Consigna :: Según la página, ¿en qué zona de Posadas se encontraba el lugar donde los aguateros se abastecían de agua?

Página ::

- - -

Ñande Reko Rapyta (Nuestras raíces)

Lo que el tiempo se llevó

viernes 12 de noviembre de 2021 | 6:00hs.

Casi sin darnos cuenta, en los últimos treinta o treinta y cinco años, una especie de aceleración tecnológica impulsa a la sociedad que conformamos; el tiempo, otrora sinónimo de duración, secuencia y proceso casi parecido a laxo, prolongado y de largo plazo, mutó a ya, ahora, en este instante; como si el inmediato presente genera un pasado con mayor dinamismo, irremediablemente. En otras palabras, parece que existiera más pasado y menos presente.

Esa sensación -para algunos- de apuro deja poco resto para darse cuenta que la vorágine se lleva personas, oficios, costumbres… a no sé dónde, y un día reaparecen en una fotografía, un museo, “un rescate patrimonial” generalmente protegido en velos de romanticismo y añoranza que reducen la crudeza del ayer y lo tornan “sin morbo” para “las futuras generaciones”, transformado en otra cosa dentro del envase de siempre.

Un ejemplo de ello, si de oficios hablamos, es el aguatero, un carro con “tracción a sangre”, munido de un gigantesco tonel o barril, conducido por un señor que vendía agua confiable -o potable-, recorría las calles de cuanta ciudad o pueblo había en aquella Misiones; en Posadas, en inmediaciones de las actuales avenidas Roque Pérez y Roca, se encontraba el lugar donde se abastecían del líquido.

El palanquero, temprano, “antes que caliente el sol”, con un palo sobre un hombro y pescados atados en sus extremos, recorría las calles, voceando la mercadería fresca y barata; en general eran acopiadores y vendedores ambulantes que compraban al contado, la “cosecha” de noctámbulos pescadores del Paraná; fueron indispensables en vísperas de Viernes Santos, antes que los supermercados y pescaderías coparan la parada.

- - -

Datos proporcionados ::
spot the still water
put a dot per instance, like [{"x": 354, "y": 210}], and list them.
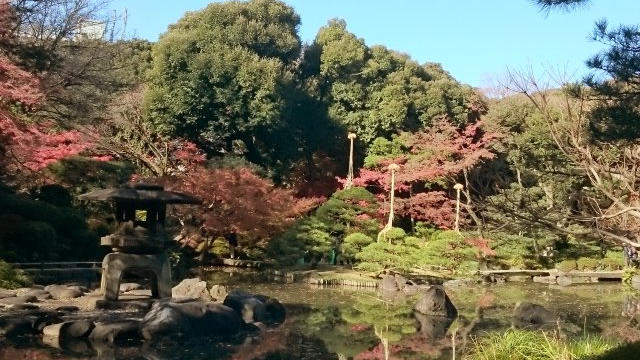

- - -

Solución :: En inmediaciones de las actuales avenidas Roque Pérez y Roca.